::: DATA FOR THIS EXERCISE :::
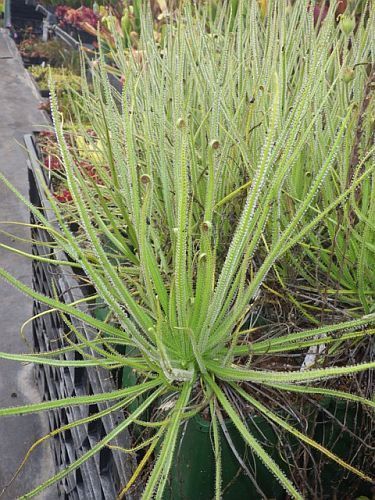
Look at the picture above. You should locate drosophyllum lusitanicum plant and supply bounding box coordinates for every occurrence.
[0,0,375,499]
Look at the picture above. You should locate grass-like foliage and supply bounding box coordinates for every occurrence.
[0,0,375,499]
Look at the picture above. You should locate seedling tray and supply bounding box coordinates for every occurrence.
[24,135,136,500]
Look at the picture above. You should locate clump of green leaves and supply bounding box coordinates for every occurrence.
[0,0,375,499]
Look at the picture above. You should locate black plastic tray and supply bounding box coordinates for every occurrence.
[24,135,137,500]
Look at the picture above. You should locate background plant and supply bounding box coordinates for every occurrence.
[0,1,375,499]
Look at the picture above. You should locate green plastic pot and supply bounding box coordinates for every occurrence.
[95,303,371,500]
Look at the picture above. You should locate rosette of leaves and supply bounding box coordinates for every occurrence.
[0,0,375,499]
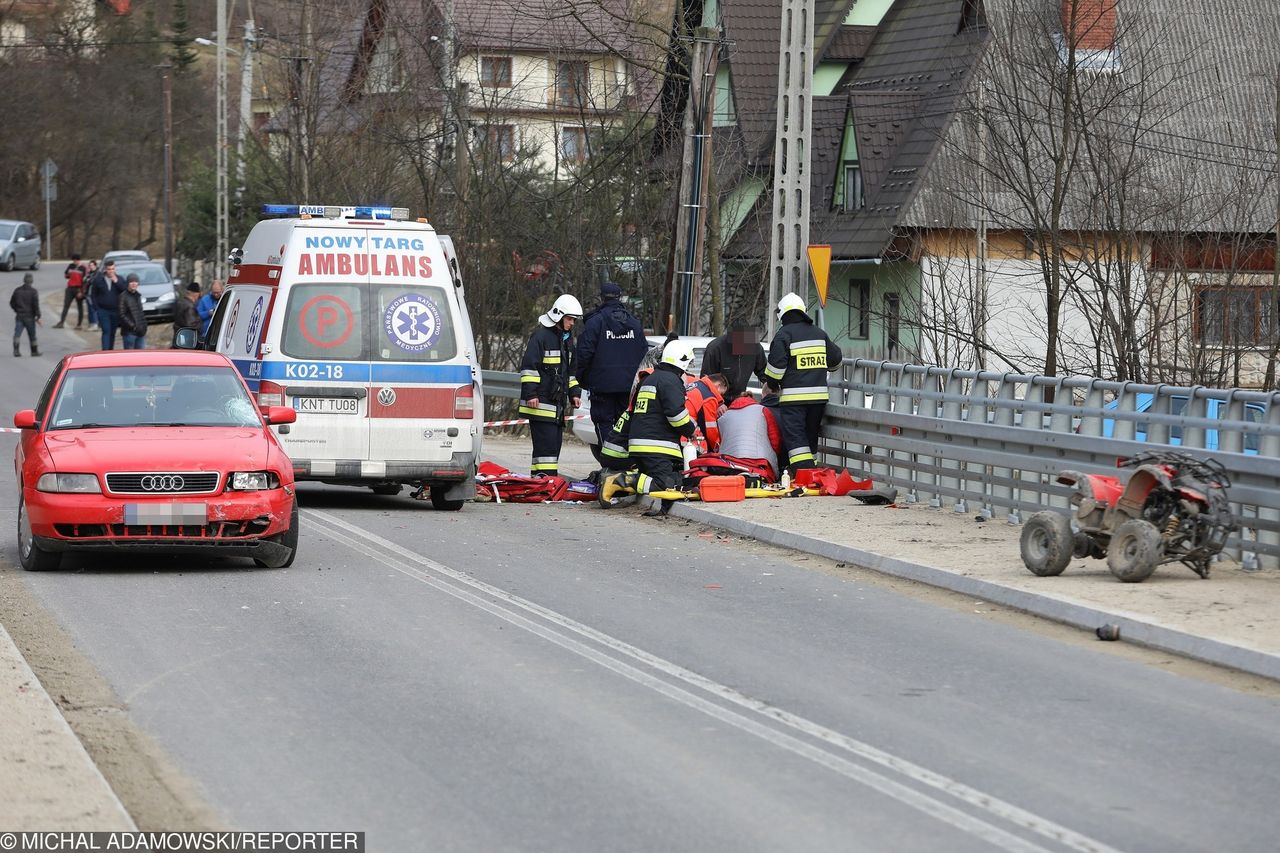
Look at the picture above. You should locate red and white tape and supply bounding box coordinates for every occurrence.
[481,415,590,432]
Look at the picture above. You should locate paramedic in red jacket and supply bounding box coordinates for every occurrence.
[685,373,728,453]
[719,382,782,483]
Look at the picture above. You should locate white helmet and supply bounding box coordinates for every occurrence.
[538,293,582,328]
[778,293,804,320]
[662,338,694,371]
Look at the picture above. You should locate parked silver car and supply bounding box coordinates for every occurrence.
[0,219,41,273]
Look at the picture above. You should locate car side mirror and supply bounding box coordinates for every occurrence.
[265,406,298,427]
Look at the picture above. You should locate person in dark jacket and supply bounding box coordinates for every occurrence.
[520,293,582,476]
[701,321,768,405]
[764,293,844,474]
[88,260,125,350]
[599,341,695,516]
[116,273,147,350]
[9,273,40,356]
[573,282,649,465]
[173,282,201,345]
:::
#### YOUR GOAL
Starting at the line that contains "Look at the picture above. You should locate car" and ending at the last of the items, write those lines out again with "side mirror" swapped for "wing mirror" and everything else left unchanged.

#### ANSWER TO THE PROBLEM
Look at the picture above. You should locate car wing mirror and supply bounding box coordinates for every occurrence.
[265,406,298,427]
Look at the picture above. You should locate person in dark jacket and supply bounding box coordinates for every occurrence.
[520,293,582,476]
[701,321,768,405]
[764,293,844,474]
[88,260,125,350]
[599,341,695,516]
[116,273,147,350]
[9,273,40,356]
[573,282,649,465]
[173,282,201,345]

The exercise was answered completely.